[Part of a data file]
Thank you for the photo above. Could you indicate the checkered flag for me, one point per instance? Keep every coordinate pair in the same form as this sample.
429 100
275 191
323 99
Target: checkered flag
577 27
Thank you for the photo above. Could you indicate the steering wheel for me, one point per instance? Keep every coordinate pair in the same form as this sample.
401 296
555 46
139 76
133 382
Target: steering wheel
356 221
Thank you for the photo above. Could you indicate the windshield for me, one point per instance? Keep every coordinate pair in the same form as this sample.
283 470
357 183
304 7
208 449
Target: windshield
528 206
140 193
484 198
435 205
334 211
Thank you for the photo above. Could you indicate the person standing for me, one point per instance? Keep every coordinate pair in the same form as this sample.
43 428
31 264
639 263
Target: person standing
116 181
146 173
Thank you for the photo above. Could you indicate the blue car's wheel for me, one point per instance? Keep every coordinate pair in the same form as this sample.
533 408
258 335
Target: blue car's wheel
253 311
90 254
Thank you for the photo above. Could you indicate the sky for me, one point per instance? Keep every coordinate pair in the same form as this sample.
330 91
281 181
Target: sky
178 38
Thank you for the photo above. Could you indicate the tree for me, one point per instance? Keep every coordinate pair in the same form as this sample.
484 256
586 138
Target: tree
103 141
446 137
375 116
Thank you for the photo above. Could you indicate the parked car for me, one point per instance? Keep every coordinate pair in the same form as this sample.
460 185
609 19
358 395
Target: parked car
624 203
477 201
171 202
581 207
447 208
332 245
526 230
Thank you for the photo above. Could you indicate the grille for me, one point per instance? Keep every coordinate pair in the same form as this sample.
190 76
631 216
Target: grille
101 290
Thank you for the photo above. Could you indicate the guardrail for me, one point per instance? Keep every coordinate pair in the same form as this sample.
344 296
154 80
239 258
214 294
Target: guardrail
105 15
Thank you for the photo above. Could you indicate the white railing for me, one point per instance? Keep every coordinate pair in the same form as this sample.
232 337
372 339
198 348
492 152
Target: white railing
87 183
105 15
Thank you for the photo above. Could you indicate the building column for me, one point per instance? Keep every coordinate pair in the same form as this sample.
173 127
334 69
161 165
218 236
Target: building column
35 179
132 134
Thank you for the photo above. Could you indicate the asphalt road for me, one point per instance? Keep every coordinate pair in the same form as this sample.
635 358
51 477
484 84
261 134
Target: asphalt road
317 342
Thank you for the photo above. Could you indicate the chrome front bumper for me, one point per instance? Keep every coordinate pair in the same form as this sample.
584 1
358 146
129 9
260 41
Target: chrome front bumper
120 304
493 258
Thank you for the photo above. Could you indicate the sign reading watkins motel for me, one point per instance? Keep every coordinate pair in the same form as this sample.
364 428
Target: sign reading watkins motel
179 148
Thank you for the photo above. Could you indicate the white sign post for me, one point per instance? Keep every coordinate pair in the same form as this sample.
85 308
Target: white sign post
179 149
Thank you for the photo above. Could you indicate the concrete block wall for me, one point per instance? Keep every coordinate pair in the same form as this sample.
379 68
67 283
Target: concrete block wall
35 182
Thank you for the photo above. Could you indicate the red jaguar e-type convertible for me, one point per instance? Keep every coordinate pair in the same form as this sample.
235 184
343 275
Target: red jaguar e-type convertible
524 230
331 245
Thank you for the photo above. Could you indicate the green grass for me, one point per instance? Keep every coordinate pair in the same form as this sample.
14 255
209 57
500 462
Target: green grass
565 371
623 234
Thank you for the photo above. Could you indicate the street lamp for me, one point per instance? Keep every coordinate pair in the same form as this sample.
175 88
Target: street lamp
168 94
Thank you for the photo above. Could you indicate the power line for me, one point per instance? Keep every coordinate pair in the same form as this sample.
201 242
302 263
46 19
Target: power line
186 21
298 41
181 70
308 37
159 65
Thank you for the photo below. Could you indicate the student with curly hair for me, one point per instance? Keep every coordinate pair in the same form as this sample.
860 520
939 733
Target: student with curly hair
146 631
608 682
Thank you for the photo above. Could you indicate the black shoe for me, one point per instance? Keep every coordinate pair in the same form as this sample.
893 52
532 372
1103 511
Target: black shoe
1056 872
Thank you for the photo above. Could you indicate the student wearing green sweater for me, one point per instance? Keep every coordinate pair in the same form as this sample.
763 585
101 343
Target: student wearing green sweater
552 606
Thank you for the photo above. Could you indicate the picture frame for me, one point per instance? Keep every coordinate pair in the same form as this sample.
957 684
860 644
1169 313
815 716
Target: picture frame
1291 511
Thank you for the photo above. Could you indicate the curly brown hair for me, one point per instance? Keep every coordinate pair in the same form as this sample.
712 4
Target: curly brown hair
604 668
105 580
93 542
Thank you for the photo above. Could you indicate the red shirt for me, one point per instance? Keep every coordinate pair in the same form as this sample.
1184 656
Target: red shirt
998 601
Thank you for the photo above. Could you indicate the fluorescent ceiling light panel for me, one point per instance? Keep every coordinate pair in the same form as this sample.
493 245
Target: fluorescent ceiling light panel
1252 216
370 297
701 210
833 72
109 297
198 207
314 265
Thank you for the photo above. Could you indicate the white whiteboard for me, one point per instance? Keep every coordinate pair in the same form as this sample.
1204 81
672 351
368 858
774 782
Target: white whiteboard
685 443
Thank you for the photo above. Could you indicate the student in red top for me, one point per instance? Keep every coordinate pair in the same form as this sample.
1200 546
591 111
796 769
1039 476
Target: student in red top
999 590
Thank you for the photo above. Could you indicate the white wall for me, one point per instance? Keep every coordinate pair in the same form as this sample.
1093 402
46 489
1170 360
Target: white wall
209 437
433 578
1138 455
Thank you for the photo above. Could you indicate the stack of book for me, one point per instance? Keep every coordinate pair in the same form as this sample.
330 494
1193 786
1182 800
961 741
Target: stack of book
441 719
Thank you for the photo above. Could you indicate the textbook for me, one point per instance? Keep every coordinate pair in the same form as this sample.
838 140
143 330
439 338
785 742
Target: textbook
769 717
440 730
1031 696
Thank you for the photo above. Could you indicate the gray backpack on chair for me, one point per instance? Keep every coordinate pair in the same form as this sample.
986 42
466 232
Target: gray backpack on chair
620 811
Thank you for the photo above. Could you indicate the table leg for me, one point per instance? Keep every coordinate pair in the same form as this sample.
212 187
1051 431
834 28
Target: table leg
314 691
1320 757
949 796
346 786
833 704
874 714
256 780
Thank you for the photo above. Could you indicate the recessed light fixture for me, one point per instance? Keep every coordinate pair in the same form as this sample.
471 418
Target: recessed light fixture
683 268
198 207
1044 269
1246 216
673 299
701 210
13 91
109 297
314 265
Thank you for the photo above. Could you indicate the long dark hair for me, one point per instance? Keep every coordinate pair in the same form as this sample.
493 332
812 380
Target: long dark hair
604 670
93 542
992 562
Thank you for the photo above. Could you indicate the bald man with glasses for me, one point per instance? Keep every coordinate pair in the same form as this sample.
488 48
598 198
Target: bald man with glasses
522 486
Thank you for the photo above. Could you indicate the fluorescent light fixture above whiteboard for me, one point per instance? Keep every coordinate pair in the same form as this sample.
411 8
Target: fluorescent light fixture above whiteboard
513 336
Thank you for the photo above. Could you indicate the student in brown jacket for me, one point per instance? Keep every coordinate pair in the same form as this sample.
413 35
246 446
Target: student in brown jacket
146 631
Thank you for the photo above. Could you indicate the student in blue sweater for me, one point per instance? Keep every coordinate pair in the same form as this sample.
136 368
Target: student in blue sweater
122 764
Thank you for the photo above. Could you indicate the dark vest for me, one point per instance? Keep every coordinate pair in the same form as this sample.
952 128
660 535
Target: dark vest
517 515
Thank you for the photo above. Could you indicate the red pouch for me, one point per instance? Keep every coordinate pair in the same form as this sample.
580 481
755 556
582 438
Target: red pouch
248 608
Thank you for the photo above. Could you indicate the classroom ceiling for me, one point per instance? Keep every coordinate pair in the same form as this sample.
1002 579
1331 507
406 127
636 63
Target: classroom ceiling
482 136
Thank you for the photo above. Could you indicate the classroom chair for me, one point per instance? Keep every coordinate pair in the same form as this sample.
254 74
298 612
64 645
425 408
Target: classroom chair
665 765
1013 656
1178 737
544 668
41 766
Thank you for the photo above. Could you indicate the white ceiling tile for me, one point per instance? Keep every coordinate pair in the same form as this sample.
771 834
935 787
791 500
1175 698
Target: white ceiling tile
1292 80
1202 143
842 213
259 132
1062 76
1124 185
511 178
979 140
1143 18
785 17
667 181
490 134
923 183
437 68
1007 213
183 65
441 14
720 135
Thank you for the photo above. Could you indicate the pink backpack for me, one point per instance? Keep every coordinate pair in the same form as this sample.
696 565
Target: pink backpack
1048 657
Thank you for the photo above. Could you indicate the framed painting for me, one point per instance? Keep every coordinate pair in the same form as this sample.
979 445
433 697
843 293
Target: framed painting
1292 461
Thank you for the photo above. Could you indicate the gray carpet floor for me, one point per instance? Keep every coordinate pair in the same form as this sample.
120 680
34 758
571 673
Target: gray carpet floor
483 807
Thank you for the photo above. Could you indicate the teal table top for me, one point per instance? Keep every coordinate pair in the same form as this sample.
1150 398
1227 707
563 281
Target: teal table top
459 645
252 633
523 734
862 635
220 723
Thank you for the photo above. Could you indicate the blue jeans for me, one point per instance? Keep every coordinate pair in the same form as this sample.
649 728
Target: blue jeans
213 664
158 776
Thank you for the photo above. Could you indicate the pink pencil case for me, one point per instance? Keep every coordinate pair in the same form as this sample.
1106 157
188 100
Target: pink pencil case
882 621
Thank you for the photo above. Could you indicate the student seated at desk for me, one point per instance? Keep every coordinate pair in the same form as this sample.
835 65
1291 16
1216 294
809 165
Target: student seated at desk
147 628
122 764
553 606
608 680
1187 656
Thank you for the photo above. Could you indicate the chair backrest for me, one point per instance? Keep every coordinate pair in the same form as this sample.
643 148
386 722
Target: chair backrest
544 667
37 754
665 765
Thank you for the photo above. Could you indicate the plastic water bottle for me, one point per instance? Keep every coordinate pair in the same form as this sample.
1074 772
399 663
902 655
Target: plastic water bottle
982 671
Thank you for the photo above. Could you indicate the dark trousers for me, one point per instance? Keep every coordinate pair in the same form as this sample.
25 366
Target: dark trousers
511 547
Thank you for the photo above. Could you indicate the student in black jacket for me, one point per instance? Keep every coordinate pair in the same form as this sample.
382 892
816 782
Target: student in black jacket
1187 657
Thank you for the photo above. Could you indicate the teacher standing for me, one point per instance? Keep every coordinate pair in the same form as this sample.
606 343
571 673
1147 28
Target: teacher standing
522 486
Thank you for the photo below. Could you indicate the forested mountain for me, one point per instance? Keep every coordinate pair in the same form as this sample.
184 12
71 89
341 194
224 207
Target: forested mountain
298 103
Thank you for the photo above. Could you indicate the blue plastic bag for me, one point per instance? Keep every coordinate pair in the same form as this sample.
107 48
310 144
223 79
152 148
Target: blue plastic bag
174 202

Short exercise: Repeat exactly the lines from the one containing "Thank you for the photo above. Could you indicate the plastic" through the last line of the records above, both included, and nothing else.

Completed exercise:
Thank you for the photo above. Could you indicate the plastic water bottle for me, one point per instance? Keep every coordinate pair in the same form as this sample.
1074 772
399 663
902 655
Target: plastic water bottle
982 671
Thank you for the photo above. Could you indicate the dark trousers for me, one point per instance? Keep every coordinate pair in the same form as this sample.
25 366
Target: dark trousers
511 547
Thank you for the photo above. Could you indicate the student in black jacket for me, one point per instance? Keep every coordinate pair in the same form as this sample.
382 892
816 782
Target: student in black jacket
1187 657
Thank you for the photo above. Could you indicate the teacher standing for me, one point per instance? Keep every coordinate pair in the same form as this sample.
606 343
571 673
1147 28
Target: teacher standing
522 486
Thank you for the photo below. Could you indicate the forested mountain for me, one point per instance? Keep every coordinate pair in the same form as this sample.
184 12
71 89
341 194
224 207
Target: forested mountain
298 103
Thank you for the photo above. Could you indicate the blue plastic bag for me, one point per instance? Keep every coordinate pair in the same form as this sample.
107 48
310 144
223 79
152 148
Target: blue plastic bag
174 202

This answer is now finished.